▶ _Collection entries_
++++++++++++++++++++

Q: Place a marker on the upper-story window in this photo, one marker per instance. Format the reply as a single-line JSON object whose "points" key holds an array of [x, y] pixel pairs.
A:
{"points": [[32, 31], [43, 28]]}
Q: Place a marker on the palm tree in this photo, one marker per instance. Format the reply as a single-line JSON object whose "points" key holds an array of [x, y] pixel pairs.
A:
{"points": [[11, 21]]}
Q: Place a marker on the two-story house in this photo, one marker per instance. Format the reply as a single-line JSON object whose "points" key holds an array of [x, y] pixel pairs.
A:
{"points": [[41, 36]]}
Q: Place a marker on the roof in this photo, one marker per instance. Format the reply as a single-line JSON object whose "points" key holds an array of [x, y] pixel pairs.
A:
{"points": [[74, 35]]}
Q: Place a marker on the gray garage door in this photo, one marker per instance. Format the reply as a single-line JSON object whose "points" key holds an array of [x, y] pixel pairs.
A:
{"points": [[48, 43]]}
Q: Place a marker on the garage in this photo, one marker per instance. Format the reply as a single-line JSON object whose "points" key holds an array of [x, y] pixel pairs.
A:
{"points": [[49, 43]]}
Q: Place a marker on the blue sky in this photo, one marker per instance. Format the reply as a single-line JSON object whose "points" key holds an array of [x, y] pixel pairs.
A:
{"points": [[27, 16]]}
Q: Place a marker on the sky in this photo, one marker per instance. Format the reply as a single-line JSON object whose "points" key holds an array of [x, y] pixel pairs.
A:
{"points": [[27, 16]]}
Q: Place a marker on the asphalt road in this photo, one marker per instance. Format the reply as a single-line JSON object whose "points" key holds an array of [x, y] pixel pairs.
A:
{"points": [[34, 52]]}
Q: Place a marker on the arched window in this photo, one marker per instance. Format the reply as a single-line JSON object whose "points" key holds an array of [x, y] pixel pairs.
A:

++++++++++++++++++++

Reproduce every line of the material above verbatim.

▶ _FINISHED TASK_
Q: Place a marker on the upper-story window in this photo, one marker per instance. Format the reply as a single-line JSON object whose "points" key holds an array of [x, y] pixel pairs.
A:
{"points": [[32, 31], [43, 28]]}
Q: Place a marker on the palm tree in this photo, one marker per instance. Format the reply as a single-line JSON object whose "points" key holds an array of [x, y] pixel pairs.
A:
{"points": [[11, 21]]}
Q: Place a marker on the two-story house in this photo, one marker per instance. Format the reply as a single-line JSON object whose "points" key holds an array of [x, y] pixel pairs.
A:
{"points": [[41, 36]]}
Q: Place a marker on the roof in this photo, one marker per instance. Format the reply as a single-line JSON object whose "points" key holds an array of [x, y] pixel pairs.
A:
{"points": [[74, 35]]}
Q: Place a marker on the gray garage door in this photo, one marker per instance. Format the reply as a single-line JSON object whose "points" key holds an array of [x, y] pixel pairs.
A:
{"points": [[48, 43]]}
Q: Place a marker on the garage in this photo, one marker per instance. Format the reply as a single-line JSON object whose "points" key holds an array of [x, y] pixel pairs.
A:
{"points": [[49, 43]]}
Q: Place a marker on the blue sky in this photo, one marker per instance. Format the reply as a single-line JSON object whose "points" key holds an array of [x, y] pixel pairs.
A:
{"points": [[27, 16]]}
Q: Place a marker on the sky in this photo, one marker per instance. Format the reply as a single-line JSON object whose "points" key holds an array of [x, y] pixel pairs.
A:
{"points": [[27, 16]]}
Q: Place a marker on the asphalt road in this photo, one marker per instance. Format the reply as a single-line JSON object whose "points" key holds an array of [x, y] pixel pairs.
A:
{"points": [[34, 52]]}
Q: Place a marker on the arched window in this photo, one marker per instance. Format the reply as a single-line JSON object whose "points" key holds an array of [x, y] pixel pairs.
A:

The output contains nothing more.